> **Task set**:
1. Using the article about the ruling on child welfare files, decide whether each statement agrees with it. Answer yes or no, and quote the words that decide it.
(a) The minor plaintiff was born in September 2011.
(b) The Children's Aid Society became involved with the mother because of concerns about the minor plaintiff's care.
(c) The society closed its file after the grandmother complained.
2. Carry on the article about the Ontario court's ruling on child welfare files, starting after its last sentence.

> **Quoted passage**:
────────────────────

Court does not compel medical malpractice plaintiffs to produce irrelevant child welfare files

Files were subject to relevance and privilege qualifications, Ontario court says

Court does not compel medical malpractice plaintiffs to produce irrelevant child welfare files
Defendants sought to compel plaintiffs to comply with undertakings relating to child welfare files

In a recent medical malpractice action, the Superior Court of Justice of Ontario dismissed the defendants’ motion to compel the plaintiffs to comply with their undertakings to produce child welfare files.

In Dalcourt-Wilkins v. Gupta, 2021 ONSC 3160, the plaintiffs initiated a medical malpractice action that assailed the labour, delivery and neonatal care of the minor plaintiff born September 2011. The minor plaintiff’s mother and grandmother, as her caretakers, submitted that the defendants’ medical services breached the standard of care and led to devastating and permanent injuries and disabilities that prevented the minor plaintiff from leading an independent life. The plaintiffs sought $35,000,000 in damages, which included general damages and special damages.

The mother and grandmother were examined during the discoveries in September 2019, April 2020, and May 2020. The mother said that when she was pregnant with her second child, the Children’s Aid Society became involved with her for reasons unrelated to the care of the minor plaintiff. The society continued doing check-ups when the minor plaintiff lived for around two years with the grandmother until the grandmother complained, and the society closed its file. The plaintiffs gave an undertaking to produce the society’s file, subject to relevance and privilege qualifications.

────────────────────

> **Source material**:
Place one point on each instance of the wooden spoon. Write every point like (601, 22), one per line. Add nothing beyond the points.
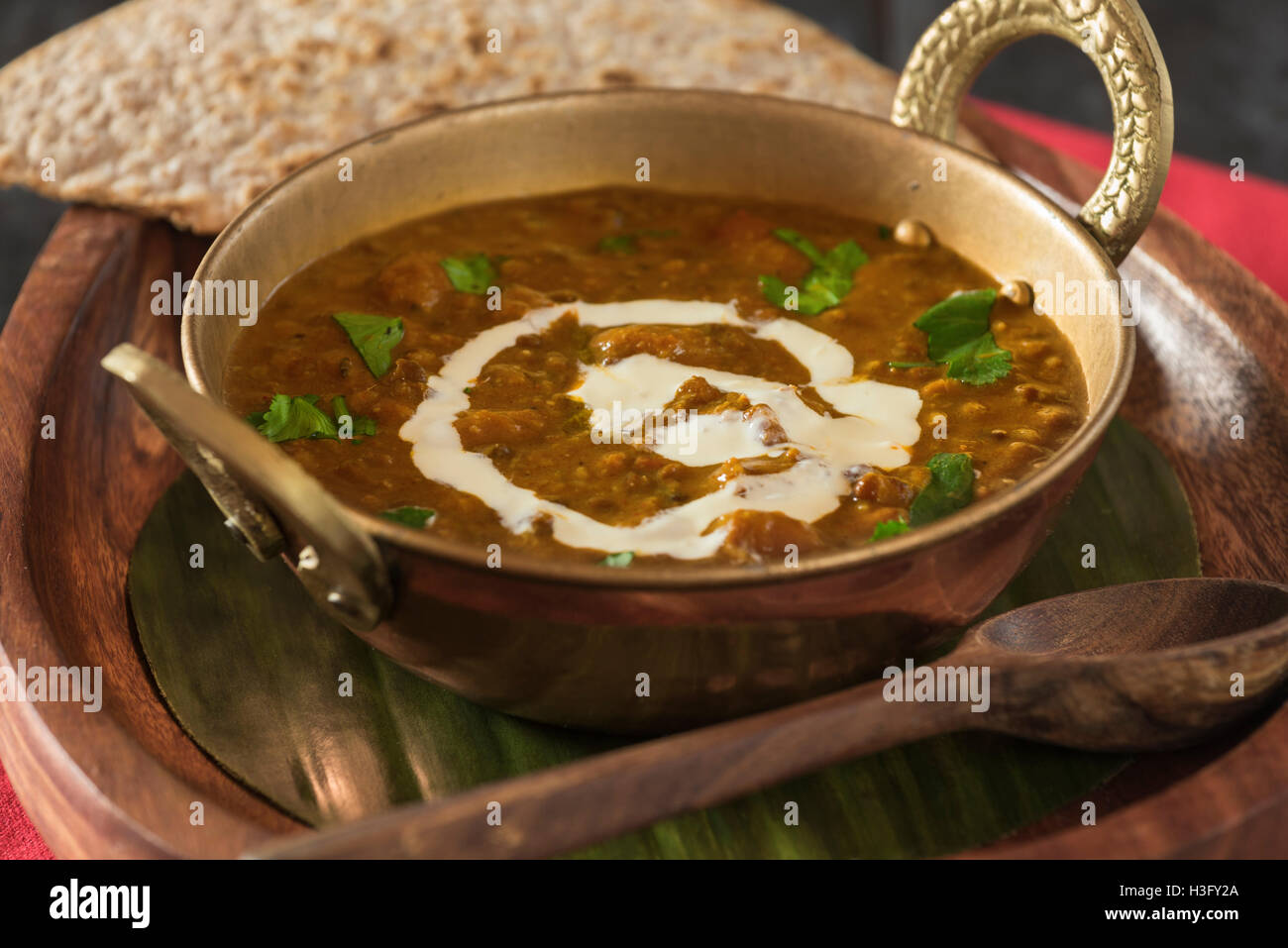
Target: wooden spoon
(1138, 666)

────────────────────

> **Answers provided**:
1.
(a) Yes: "the minor plaintiff born September 2011"
(b) No: "for reasons unrelated to the care of the minor plaintiff"
(c) Yes: "until the grandmother complained, and the society closed its file"

2.
The mother then said that she lived for some time with a friend on the Mississauga First Nation, at which point Nogdawindamin Family and Community Services got involved. The physician defendants also sought an undertaking for the Nogdawindamin file.

The plaintiffs provided the defendants with over 3,500 pages of medical records and documentation regarding the minor plaintiff’s birth and the medical care she had received, as well as numerous reports on standard of care, causation, damages and the minor plaintiff’s present and future care needs.

In July 2020, the plaintiffs’ counsel said that he was refusing the child welfare files based on relevancy. Plaintiffs’ counsel submitted that the Nogdawindamin file was subject to the same qualifications applicable to the society’s file and produced a closing note from the society that indicated that the mother was providing good care to both of her children.

In the present proceedings, the moving defendants asked for an order to compel the plaintiffs to comply with the undertakings relating to the child welfare files.

The Superior Court of Justice of Ontario dismissed the defendants’ motion, finding that the undertaking to produce the Nogdawindamin file was subject to the same relevance and privilege qualifications applicable to the society’s file, as advised by the plaintiffs’ counsel in July 2020.

The court disagreed with the moving defendants’ contention that the child welfare files were relevant and essential to matters including the minor plaintiff’s large special damages claim, the source of the minor plaintiff’s difficulties and the mother and grandmother’s claims relating to general damages and the loss of companionship.

The court emphasized that child welfare involvement is very intrusive and that child welfare files contain deeply personal and irrelevant information, the disclosure of which would prejudice the lives of the adult plaintiffs and others involved.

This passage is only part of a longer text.